## Hedef 1
Seçilen metinde tatil sabahları televizyonda izlendiği belirtilen programları sırala.

19 Şubat 2012 Pazar

BIR ZAMANLAR . . .

Hatirlarim, 1991-96 yillari arasi, ilkokul donemim. Sadece oyunu dusunen, okulun son zilinin calmasiyla eve kosan milyonlarca kucuk cocuktan sadece birisiydim. Ne sinav derdim vardi ne baska birsey. Mutluydum, sorunum yoktu. Haa, annem sokakta yaptigimiz macin ortasinda beni eve cagirdiginda sorunum olmuyor degildi. Ne yalan soyleyim, cok guzel yillardi.

Tatil sabahlari televizyonda laff olympics - casper - sirinler uclusunu seyreder ardindan sokaga cikardim. Arkadaslarla turlu oyunlar oynar, her turlu yaramazligi yapar mesaiyi tamamlayip aksam ezanindan evvel eve donerdim. Camura da degerdim, kire de batardim, burnum da kanardi, 10 kisinin ictigi siseden suyu kolayi da icerdim. Unutmadan domates biber patates anonsu ile sokak arasindan gecen traktorun romorkuna takilip, amcanin farkedip kufur etmesine kadar sokak sokak giderdim.
 


Bilgisayarla simdikiler gibi erken tanismadim ben. Sene 98 idi sanirsam babam bana ilk bilgisayarimi almisti. 14 yasinda idim. Her sey zaten ondan sonra basladi. Sokaga daha az cikar oldum, arkadaslarimla daha az oynar oldum. Bilgisayarda fifa oynamak sokakta kan ter icinde mac yapmaktan keyifli gelmeye baslamisti. Ya da araba yarisi oynamak sokakta arkadaslarla bisiklet surmekten daha keyif verici geliyordu.

## Hedef 2
Alıştırmadaki satırlardan "Select all occurrences of distant tree." ifadesini içeren satırdan satırların sonuna kadar her şeyi, boş satırları atlayarak, No ve Satır metni sütunlarından oluşan bir Markdown tablosu olarak yaz.

## Alıştırma Verileri
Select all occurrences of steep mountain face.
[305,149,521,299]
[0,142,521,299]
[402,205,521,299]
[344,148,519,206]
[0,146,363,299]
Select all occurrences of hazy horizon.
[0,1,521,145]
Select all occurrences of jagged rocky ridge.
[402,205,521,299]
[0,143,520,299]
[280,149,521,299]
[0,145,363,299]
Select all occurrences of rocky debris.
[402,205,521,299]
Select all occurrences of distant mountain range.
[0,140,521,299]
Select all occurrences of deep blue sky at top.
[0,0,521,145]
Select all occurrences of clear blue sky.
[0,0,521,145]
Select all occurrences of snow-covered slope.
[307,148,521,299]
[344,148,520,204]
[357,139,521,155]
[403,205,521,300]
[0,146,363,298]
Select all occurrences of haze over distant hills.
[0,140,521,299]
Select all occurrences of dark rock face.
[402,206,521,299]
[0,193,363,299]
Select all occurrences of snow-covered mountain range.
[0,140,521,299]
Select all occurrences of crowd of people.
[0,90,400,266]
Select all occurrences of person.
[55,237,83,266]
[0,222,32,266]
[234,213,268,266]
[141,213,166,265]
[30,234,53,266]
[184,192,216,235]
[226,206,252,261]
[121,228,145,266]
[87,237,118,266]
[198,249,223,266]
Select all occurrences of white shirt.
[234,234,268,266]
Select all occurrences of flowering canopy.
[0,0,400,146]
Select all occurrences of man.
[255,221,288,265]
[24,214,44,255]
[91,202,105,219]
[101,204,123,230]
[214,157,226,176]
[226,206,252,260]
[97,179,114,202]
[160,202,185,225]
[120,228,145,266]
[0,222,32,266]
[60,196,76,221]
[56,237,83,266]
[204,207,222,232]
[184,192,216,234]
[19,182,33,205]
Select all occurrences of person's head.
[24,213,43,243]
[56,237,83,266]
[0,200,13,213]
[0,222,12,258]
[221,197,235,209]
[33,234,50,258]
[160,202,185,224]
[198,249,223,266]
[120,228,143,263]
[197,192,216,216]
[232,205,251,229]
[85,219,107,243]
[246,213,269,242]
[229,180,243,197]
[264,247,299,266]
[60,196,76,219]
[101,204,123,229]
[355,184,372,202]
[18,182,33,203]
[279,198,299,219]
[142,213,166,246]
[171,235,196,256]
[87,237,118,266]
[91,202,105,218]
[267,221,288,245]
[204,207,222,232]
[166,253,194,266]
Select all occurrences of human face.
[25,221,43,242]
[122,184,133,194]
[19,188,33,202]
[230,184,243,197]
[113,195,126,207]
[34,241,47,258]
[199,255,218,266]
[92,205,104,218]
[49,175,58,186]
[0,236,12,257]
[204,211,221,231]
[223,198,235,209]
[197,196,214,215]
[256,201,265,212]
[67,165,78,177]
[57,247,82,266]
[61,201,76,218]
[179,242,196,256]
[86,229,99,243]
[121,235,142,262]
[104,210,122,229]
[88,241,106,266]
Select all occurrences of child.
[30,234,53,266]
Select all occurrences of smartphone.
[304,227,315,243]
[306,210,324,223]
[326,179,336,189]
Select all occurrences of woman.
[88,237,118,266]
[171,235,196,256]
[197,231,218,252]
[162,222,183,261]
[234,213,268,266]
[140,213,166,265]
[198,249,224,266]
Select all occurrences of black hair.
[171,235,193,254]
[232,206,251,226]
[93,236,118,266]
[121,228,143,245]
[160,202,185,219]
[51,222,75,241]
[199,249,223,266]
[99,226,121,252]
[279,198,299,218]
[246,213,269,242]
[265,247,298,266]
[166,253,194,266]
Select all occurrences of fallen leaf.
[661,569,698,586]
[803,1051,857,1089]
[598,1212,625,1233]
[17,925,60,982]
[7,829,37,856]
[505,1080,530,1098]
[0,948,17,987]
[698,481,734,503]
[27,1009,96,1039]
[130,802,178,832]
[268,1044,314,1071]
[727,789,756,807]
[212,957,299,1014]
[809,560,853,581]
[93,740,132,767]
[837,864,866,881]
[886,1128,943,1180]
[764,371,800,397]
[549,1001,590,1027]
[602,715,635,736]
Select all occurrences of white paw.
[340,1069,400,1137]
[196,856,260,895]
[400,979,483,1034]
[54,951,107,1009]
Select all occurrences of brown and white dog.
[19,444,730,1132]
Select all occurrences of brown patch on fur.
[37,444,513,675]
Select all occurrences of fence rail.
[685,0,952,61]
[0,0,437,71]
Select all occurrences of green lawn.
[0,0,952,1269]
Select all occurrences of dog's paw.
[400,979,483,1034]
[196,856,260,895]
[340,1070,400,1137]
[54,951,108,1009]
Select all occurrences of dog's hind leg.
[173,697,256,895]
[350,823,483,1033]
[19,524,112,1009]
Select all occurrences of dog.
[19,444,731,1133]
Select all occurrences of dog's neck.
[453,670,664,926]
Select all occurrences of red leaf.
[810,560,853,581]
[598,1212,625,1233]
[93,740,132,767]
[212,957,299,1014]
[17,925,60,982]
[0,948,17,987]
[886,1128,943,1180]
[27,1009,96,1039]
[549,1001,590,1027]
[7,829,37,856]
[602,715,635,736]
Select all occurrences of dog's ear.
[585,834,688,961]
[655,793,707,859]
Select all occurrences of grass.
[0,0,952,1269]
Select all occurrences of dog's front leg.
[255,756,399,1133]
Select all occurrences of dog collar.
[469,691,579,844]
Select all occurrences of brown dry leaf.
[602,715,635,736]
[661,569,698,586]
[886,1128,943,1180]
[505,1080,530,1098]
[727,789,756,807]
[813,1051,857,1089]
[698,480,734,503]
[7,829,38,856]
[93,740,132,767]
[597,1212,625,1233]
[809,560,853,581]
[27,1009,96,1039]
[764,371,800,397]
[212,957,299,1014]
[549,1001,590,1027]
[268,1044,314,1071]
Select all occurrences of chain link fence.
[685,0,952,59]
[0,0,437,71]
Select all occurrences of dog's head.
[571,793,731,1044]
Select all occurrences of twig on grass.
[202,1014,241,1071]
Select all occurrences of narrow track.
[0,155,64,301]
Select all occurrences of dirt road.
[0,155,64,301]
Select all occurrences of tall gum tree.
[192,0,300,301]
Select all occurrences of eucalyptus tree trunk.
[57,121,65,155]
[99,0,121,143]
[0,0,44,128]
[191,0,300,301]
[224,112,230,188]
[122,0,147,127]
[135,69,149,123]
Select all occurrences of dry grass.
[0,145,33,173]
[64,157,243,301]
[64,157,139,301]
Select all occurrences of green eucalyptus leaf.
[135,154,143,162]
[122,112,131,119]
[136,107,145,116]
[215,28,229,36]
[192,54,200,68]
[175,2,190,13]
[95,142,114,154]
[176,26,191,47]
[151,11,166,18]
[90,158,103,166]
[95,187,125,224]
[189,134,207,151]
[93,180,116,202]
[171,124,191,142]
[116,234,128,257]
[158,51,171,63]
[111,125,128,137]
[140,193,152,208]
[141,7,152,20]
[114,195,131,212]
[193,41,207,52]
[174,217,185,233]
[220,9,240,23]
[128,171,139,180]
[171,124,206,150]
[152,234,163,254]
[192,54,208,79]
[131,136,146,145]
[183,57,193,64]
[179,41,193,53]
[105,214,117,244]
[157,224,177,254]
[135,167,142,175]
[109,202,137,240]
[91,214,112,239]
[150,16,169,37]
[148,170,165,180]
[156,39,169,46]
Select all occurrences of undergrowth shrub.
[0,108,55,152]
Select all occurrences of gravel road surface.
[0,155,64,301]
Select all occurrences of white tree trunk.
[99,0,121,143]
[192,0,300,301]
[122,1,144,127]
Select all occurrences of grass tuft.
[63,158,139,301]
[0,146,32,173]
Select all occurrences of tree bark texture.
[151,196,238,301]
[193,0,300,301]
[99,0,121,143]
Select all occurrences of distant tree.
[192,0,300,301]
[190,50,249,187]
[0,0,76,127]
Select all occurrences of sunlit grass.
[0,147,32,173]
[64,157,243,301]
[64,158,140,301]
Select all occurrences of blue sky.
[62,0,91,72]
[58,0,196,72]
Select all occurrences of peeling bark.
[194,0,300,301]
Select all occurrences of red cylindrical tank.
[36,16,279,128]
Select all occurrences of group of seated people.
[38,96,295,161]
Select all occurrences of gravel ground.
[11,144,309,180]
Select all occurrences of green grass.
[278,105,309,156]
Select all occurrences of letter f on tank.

## Çözümlü Cevap 1
- laff olympics
- casper
- sirinler

## Çözümlü Cevap 2
| No | Satır metni |
|---|---|
| 1 | Select all occurrences of distant tree. |
| 2 | [192,0,300,301] |
| 3 | [190,50,249,187] |
| 4 | [0,0,76,127] |
| 5 | Select all occurrences of sunlit grass. |
| 6 | [0,147,32,173] |
| 7 | [64,157,243,301] |
| 8 | [64,158,140,301] |
| 9 | Select all occurrences of blue sky. |
| 10 | [62,0,91,72] |
| 11 | [58,0,196,72] |
| 12 | Select all occurrences of peeling bark. |
| 13 | [194,0,300,301] |
| 14 | Select all occurrences of red cylindrical tank. |
| 15 | [36,16,279,128] |
| 16 | Select all occurrences of group of seated people. |
| 17 | [38,96,295,161] |
| 18 | Select all occurrences of gravel ground. |
| 19 | [11,144,309,180] |
| 20 | Select all occurrences of green grass. |
| 21 | [278,105,309,156] |
| 22 | Select all occurrences of letter f on tank. |